◆ What you have to do: Restate word for word only the lines from the one with "Put a point on every instance of the table lamp" through the end of the records; no pictures belong in the copy.

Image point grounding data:
━━━━━━━━

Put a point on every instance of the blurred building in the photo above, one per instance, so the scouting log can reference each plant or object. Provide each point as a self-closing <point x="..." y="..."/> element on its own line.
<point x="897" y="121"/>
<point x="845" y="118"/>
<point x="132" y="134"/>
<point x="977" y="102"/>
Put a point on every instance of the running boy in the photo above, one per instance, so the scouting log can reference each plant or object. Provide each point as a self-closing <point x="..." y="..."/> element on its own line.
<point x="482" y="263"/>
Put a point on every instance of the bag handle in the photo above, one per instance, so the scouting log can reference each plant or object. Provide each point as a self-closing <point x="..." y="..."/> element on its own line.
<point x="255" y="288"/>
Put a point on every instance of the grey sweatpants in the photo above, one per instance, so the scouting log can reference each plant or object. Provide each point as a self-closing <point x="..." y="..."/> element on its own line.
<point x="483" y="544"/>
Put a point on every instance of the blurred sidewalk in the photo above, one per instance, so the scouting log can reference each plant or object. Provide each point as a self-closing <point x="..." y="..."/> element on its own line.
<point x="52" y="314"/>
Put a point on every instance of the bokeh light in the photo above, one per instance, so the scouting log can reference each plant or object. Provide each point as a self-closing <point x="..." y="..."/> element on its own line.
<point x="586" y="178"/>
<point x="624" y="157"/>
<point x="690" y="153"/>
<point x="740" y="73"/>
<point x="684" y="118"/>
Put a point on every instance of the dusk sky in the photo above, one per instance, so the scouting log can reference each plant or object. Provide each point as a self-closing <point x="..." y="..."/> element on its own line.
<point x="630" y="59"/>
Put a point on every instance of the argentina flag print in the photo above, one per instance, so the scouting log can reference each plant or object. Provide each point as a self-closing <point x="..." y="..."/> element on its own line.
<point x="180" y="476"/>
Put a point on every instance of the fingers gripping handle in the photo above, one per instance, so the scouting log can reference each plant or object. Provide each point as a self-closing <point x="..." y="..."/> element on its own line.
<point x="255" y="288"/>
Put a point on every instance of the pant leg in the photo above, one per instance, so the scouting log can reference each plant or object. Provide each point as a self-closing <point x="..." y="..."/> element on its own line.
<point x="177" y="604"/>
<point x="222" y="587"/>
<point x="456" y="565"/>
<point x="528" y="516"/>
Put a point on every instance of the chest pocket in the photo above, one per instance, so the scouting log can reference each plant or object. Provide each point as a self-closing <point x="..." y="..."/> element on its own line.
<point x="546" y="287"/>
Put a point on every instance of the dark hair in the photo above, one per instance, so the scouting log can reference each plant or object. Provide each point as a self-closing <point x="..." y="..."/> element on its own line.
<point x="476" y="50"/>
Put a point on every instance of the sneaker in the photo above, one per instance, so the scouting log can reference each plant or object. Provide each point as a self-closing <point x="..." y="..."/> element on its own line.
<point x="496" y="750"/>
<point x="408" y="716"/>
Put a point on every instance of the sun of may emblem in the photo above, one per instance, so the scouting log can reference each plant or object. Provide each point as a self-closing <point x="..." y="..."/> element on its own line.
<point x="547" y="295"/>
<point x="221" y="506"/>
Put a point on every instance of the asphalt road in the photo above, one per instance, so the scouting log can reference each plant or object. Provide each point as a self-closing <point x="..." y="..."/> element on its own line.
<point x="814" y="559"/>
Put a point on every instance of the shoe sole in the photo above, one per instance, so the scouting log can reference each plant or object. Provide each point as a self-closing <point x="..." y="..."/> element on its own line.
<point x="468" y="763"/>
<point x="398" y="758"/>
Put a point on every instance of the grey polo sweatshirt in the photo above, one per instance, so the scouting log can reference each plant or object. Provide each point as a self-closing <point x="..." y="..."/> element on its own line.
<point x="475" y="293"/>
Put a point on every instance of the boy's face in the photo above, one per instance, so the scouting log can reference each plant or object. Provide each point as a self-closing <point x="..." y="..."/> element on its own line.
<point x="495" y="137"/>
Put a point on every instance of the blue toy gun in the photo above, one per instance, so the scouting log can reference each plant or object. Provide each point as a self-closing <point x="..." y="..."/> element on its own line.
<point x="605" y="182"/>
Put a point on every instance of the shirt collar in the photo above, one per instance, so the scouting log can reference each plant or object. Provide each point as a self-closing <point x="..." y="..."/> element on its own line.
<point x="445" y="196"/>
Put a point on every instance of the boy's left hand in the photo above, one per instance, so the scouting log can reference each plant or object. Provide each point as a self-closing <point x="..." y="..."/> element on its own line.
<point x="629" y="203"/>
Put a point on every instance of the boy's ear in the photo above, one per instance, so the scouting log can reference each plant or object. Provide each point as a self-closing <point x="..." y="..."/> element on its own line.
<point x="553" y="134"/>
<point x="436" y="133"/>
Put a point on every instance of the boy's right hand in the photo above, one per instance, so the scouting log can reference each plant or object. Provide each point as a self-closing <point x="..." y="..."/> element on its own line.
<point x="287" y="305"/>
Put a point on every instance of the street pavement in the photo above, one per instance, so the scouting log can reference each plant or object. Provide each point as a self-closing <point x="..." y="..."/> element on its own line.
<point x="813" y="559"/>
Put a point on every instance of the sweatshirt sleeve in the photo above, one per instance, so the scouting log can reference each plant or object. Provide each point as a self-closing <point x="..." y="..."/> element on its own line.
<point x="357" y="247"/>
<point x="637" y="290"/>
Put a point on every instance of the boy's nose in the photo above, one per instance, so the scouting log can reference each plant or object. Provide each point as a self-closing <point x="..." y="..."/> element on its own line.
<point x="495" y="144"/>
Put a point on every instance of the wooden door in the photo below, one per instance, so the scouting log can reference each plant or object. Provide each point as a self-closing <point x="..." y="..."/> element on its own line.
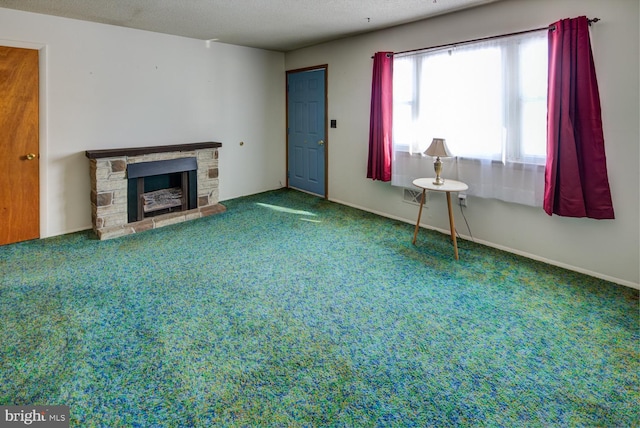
<point x="19" y="145"/>
<point x="306" y="131"/>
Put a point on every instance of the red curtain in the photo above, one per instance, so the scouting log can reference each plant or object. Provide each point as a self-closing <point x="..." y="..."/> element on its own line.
<point x="380" y="125"/>
<point x="576" y="182"/>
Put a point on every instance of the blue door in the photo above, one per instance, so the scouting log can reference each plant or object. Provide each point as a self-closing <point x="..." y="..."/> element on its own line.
<point x="306" y="131"/>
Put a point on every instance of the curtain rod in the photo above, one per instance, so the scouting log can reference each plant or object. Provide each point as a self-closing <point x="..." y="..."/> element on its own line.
<point x="550" y="27"/>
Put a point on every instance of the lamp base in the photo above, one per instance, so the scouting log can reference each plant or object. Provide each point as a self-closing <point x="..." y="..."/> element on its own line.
<point x="437" y="167"/>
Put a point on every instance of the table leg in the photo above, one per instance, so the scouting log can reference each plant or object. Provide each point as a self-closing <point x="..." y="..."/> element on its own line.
<point x="415" y="233"/>
<point x="452" y="226"/>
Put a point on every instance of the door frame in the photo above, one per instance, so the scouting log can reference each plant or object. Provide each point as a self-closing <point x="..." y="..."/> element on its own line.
<point x="43" y="121"/>
<point x="324" y="67"/>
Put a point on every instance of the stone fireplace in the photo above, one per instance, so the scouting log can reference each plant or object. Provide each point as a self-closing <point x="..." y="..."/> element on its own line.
<point x="137" y="189"/>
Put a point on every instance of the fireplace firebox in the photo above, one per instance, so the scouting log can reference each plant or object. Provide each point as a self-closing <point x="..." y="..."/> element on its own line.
<point x="160" y="187"/>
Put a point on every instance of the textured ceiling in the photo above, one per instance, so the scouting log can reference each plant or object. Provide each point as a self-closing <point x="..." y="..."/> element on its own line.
<point x="280" y="25"/>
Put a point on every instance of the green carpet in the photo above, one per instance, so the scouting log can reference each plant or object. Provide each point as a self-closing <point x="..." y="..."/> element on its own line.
<point x="288" y="310"/>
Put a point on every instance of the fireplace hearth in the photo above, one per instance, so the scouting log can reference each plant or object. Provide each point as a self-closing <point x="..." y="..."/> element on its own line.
<point x="137" y="189"/>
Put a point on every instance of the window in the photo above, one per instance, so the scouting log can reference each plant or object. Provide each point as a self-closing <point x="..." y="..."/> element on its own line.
<point x="487" y="99"/>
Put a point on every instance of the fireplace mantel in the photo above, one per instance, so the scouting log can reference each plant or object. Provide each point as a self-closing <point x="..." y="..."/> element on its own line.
<point x="109" y="186"/>
<point x="137" y="151"/>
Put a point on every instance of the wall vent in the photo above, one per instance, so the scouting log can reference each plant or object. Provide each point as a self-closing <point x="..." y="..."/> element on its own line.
<point x="412" y="196"/>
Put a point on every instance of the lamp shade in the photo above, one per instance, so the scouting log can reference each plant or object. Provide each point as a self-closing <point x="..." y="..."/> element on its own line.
<point x="438" y="148"/>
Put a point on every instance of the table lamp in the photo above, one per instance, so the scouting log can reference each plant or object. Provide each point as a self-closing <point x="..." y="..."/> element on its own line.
<point x="439" y="149"/>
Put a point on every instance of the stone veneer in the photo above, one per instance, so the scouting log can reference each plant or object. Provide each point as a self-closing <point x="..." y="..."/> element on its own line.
<point x="109" y="181"/>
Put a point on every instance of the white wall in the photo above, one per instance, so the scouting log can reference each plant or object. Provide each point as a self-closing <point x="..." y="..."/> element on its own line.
<point x="108" y="87"/>
<point x="608" y="248"/>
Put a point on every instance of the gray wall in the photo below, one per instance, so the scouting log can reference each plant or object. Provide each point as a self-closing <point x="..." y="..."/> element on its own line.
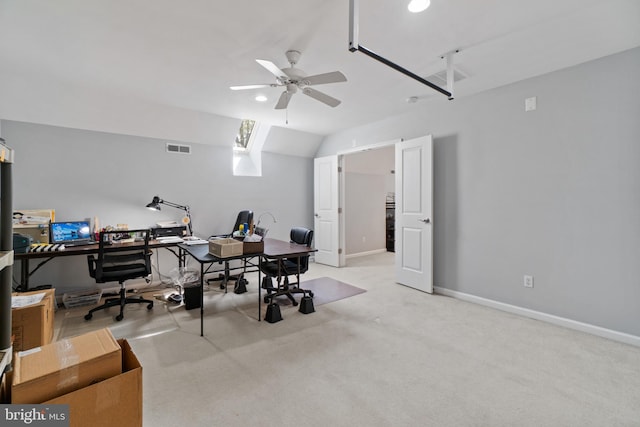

━━━━━━━━

◆ Task solution:
Put a point on every instance of the table lamp in the photo above, one per instance, so the scouting log can reference each plant or object. Provide each point as a self-closing <point x="..." y="..."/> element on its own line.
<point x="439" y="149"/>
Put a point on every instance of the stone veneer in the photo above, one per instance, so the scouting log can reference each plant or object. Provide each point as a self-closing <point x="..." y="..."/> element on its own line.
<point x="109" y="181"/>
Put a point on every instance of the white wall in the photo above, one per instance, so the scouting log can reference each plant or object. Provide each point as a self-closing <point x="..." y="..."/> element on its own line.
<point x="108" y="87"/>
<point x="608" y="248"/>
Put a point on every instance of the gray wall in the photo below, one per instance, so the scouting log can reference each plant or object. Provide each point as a self-closing <point x="..." y="..."/> element on its own line.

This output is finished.